Even better? Next week my family and I will leave the Washington DC area and head back to Alaska. It’ll be great fun. And, uh, I’ll write stories. ‘Cause I’ll have to. But it’ll be interesting to see how it goes–we’ll be on the road (well, and on the water too) for a couple of weeks.

You know what? If you think that’s a wonderful problem to have? You’re absolutely right. I love my life and my family. And friends, and readers, and housepets, but probably not that guy down the street who glares at me as I drive by. I think he’s creepy.

That said? Even though it didn’t have to be? Hope you like it. {8’>

The Heist

Joe Keith, not quite eighteen years old, is doing his damnedest to get by. It’s hard, especially since he doesn’t really have a home to go to. And he has responsibilities. So he does what he can, when he can, where he can. As he puts it: it is what it is.

[REDACTED 8/28/2014]

I’m making many of my stories Amazon-only for a while. Their “Kindle Unlimited” deal is very nice for short fiction. I hate to leave people out if they prefer buying stuff at non-Amazon sites, but…(1) nearly all sales and downloads, for me, have always come from Amazon, (2) while I’ve had issues with Amazon, they’ve been very responsive in dealing with them, (3) I can’t say that for any other online distributor (well, Smashwords is actually pretty nice), and (4) this may boost visibility at Amazon…kind of the core of my business. If you really really hate the idea, please let me know.

 


Published inWeekly Challenge

7 Comments

  1. Shelley Bricker

    David, This story really made me sad. I was surprised by the darkness and sadness. If I didn’t know better(maybe I don’t) I would have thought you have been homeless. I just wanted to take these kids into my home and feed them a warm nutritious meal. I really like the way you wrote the conversations. I didn’t feel like I was reading a story but rather that I was eavesdropping on a private meeting. I was upset at first that we don’t know how the story ends, but I figured out that was the point, at least for me. It was what it was.

    Now, for the scary part. A character has my name (her attitude reminded me of Eminem in 8 Mile), Ashleigh is the name of a street in my neighborhood, Devin is the name of the main character in a book I’m currently reading by Stephen King, AND Lord Of The Rings is one of my all time favorites that I have read numerous times. Not sure how all that happened in one story!

    I hope you have safe travels to Alaska and I can’t wait to see what stories appear from your time there! Hopefully there won’t be any creepy neighbors in Alaska!

    • David

      I wondered how many readers would drop me after this one. I wonder that fairly often, and sometimes laugh about it ’cause I plan to just write whatever I write and see what happens.

      But in this case…when we got involved with foster care (via a strange, strange path) and started meeting kids & their friends, feeding some of them a meal was about all we could do. Through no fault of their own–many were just plain awesome, talented, funny people–the kids were in terrible situations with no good choices or outcomes available. For a lot of them their best bet seemed to be to just wait it out, try not to get involved, and move away as soon as they could.

• Stated exercise 1
According to the blog post, where will the author and family head next week?

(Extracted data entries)
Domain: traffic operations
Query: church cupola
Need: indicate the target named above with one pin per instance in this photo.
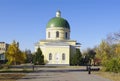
(58, 28)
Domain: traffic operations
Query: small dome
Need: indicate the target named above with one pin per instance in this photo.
(58, 21)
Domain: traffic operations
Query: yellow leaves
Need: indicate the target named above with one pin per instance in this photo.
(117, 49)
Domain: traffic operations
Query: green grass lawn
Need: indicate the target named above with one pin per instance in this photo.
(11, 77)
(110, 75)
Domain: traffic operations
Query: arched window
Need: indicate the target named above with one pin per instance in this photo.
(50, 56)
(48, 34)
(63, 56)
(57, 34)
(66, 35)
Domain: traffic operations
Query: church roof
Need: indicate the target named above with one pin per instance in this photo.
(58, 21)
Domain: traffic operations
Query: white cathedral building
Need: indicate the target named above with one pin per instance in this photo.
(57, 48)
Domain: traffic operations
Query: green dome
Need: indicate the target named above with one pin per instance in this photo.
(58, 22)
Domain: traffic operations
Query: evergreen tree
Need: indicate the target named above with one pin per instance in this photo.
(38, 58)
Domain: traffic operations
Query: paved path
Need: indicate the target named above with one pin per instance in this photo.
(58, 74)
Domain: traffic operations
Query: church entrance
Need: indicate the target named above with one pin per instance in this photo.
(57, 58)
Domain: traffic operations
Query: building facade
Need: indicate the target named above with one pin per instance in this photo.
(3, 48)
(57, 48)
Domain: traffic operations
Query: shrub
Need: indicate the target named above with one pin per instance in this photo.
(113, 65)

• Stated exercise 2
Identify every line in the rows that contains the string "church".

• Solution 1
They will leave the Washington DC area and head back to Alaska.

• Solution 2
Query: church cupola
Query: church roof
Query: church entrance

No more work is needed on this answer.